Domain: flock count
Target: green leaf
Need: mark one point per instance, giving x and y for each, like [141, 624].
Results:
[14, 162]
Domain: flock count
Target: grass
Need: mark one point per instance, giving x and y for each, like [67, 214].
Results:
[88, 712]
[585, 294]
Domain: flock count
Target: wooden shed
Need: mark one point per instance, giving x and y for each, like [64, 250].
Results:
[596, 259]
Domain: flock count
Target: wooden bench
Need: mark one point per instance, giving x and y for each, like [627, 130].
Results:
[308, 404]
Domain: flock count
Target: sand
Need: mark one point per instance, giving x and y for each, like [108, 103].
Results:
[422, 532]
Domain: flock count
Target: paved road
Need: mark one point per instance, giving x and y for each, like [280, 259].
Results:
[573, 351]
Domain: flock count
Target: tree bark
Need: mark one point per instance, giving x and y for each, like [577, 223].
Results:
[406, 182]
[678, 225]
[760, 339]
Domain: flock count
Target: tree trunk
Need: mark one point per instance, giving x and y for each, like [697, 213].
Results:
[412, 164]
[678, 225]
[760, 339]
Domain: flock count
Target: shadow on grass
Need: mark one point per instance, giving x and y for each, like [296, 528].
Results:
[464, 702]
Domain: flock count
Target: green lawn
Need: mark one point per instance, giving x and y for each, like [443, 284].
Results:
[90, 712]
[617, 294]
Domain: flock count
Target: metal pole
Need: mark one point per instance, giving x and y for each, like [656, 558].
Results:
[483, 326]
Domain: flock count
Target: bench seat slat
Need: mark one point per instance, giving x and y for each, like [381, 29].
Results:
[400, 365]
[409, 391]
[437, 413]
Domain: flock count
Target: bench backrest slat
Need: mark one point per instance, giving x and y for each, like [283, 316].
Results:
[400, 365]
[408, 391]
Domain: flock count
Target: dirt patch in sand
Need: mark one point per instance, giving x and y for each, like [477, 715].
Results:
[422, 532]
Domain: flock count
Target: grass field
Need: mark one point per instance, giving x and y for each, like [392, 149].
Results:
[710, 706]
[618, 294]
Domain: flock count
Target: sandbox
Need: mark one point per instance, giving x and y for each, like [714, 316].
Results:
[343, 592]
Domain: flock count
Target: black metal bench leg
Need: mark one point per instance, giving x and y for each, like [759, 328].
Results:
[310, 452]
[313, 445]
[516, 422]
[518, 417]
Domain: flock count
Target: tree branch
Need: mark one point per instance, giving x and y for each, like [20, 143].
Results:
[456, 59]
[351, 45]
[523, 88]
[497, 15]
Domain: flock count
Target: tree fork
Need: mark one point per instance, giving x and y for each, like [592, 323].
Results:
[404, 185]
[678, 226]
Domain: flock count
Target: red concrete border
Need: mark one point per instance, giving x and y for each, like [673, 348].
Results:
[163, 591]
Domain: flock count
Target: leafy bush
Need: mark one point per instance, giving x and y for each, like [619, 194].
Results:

--- Job ---
Go through the listing and print each line exactly as it appears.

--- Finished exercise ---
Domain: flock count
Target: green leaf
Need: mark one point per instance, giving x and y for each, like [141, 624].
Results:
[14, 162]
Domain: flock count
Target: grass
Need: mark one point per instance, giving x and y for each, like [67, 214].
Results:
[88, 712]
[585, 294]
Domain: flock count
Target: wooden shed
Need: mark one point per instance, giving x and y for each, like [64, 250].
Results:
[596, 259]
Domain: flock count
Target: wooden bench
Need: mark one point per instance, giving x and y for each, like [627, 130].
Results:
[308, 404]
Domain: flock count
Target: sand
Need: mark one point per instance, giving x and y for each, like [108, 103].
Results:
[422, 532]
Domain: flock count
Target: paved road
Need: mark one point per instance, giving x and y for each, like [280, 259].
Results:
[573, 351]
Domain: flock count
Target: tree bark
Need: mark one point per instance, giving x and y for each, like [577, 223].
Results:
[406, 182]
[678, 225]
[760, 339]
Domain: flock count
Target: tree trunk
Need: mark one point per instance, giving x and y for each, like [697, 213].
Results:
[412, 164]
[678, 225]
[760, 339]
Domain: flock count
Target: shadow on grass
Need: mark one point per instance, giving x and y for each, like [296, 528].
Results:
[464, 702]
Domain: flock count
Target: green lawn
Need: mark one point per instance, giving x and y for each, like [443, 284].
Results:
[90, 712]
[617, 294]
Domain: flock count
Target: metal pole
Need: mark one point per instance, giving x and y for each, like [656, 558].
Results:
[483, 326]
Domain: flock count
Target: bench seat slat
Need: mark one point per instance, giving x and y for each, like [381, 29].
Results:
[400, 365]
[409, 391]
[437, 413]
Domain: flock count
Target: bench backrest slat
Need: mark one point per instance, giving x and y for each, like [283, 316].
Results:
[400, 365]
[408, 391]
Domain: flock count
Target: dirt patch in sand
Need: mark one point per instance, giving x and y for each, like [477, 715].
Results:
[422, 532]
Domain: flock count
Target: grass field
Need: mark one point per instance, giving x and y for each, like [392, 149].
Results:
[710, 706]
[618, 294]
Domain: flock count
Target: sandbox
Need: mark one point per instance, giving x and y for each, like [714, 316].
Results:
[343, 592]
Domain: flock count
Target: black metal bench leg
Need: mark one point per instance, giving x and y for each, like [759, 328].
Results:
[310, 452]
[313, 445]
[516, 422]
[518, 417]
Domain: flock count
Target: tree branch
Need: mark one point per instance, giving x and y for each, like [20, 143].
Results:
[456, 59]
[351, 45]
[523, 88]
[497, 15]
Domain: flock count
Target: tree fork
Need: mark one point per instance, giving x and y for each, like [592, 323].
Results:
[404, 185]
[678, 226]
Domain: flock count
Target: red concrete border
Need: mark one point per instance, giving x and y for each, like [673, 348].
Results:
[163, 591]
Domain: flock count
Target: leafy bush
Need: mark one point per instance, giving x and y for each, like [619, 194].
Results:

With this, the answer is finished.